- **EXCERPT PROVIDED**:
· · · · ·

Stuart: A Life Backwards @ Underbelly

Review by Stephanie Green | 22 Aug 2013
  • Stuart: A Life Backwards

Stuart is a homeless man suffering from motor neurone disease, a larger-than-life motormouth, enchanting but unpredictable, and at risk, criminal and mentally unstable. This is a brilliant production, at times hilarious, but deeply moving adaptation by Jack Thorne of Alexander Masters' biography, which charts a surprising relationship through employing a jump-cut, flash-back style. 

Using physical theatre, ensemble routines with break-neck speed, a metal frame set shifts for different scenes, we are thrust into a campaign protesting against the wrongful imprisonment of two shelter-workers. Stuart explodes onto the stage and with his "right down the line" opinions about the reality of a homeless life, silencing the middle-class do-gooders. As Stuart takes over their campaign, bookish Alexander becomes fascinated by Stuart and wants to write his life. A fragile relationship develops between them, but at crucial moments Stuart always lets him down. Stuart is equally disappointed at how "boring" Alexander 's academic book makes him sound.

· · · · ·

Copy the review from "Using physical theatre, ensemble" to "makes him sound.", changing "bookish" to "studious". The lines that come next are from a separate source.

· · · · ·

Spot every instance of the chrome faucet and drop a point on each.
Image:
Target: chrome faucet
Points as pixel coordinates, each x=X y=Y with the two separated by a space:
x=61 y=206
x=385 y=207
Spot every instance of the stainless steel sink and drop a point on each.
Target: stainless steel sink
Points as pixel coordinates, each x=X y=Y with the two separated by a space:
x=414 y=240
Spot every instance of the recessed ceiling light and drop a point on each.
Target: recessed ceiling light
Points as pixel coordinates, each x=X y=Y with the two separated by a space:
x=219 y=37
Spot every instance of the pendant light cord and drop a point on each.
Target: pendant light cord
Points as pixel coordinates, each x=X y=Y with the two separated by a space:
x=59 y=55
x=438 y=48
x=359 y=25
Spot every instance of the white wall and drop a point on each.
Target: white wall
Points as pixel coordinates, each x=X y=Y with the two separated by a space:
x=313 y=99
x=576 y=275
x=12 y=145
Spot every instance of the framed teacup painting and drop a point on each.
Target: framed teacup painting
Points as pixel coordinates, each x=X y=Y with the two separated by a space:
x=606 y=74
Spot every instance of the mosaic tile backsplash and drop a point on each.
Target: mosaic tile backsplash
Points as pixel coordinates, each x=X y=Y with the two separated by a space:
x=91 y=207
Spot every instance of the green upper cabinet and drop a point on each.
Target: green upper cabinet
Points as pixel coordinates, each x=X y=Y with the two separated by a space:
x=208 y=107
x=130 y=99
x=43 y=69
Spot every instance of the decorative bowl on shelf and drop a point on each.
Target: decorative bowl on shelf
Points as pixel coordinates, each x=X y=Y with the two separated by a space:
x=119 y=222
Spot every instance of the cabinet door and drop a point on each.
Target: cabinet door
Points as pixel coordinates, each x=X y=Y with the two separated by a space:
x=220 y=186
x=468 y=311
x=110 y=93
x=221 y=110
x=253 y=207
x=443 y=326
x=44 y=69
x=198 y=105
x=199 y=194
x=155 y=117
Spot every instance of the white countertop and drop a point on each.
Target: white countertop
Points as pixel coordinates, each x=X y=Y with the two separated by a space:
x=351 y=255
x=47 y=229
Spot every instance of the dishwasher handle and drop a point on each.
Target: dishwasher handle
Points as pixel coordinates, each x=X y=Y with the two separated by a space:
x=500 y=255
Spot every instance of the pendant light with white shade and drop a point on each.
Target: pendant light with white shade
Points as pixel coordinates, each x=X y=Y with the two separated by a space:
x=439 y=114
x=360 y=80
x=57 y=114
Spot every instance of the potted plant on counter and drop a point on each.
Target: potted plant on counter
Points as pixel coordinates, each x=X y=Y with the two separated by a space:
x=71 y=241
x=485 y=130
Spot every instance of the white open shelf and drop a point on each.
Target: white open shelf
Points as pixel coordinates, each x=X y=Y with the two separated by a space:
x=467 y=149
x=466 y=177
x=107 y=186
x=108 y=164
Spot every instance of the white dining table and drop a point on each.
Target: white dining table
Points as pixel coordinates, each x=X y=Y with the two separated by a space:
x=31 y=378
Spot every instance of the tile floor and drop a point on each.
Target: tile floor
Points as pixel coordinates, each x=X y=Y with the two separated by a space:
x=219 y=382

· · · · ·

- **REPLY**:
Using physical theatre, ensemble routines with break-neck speed, a metal frame set shifts for different scenes, we are thrust into a campaign protesting against the wrongful imprisonment of two shelter-workers. Stuart explodes onto the stage and with his "right down the line" opinions about the reality of a homeless life, silencing the middle-class do-gooders. As Stuart takes over their campaign, studious Alexander becomes fascinated by Stuart and wants to write his life. A fragile relationship develops between them, but at crucial moments Stuart always lets him down. Stuart is equally disappointed at how "boring" Alexander 's academic book makes him sound.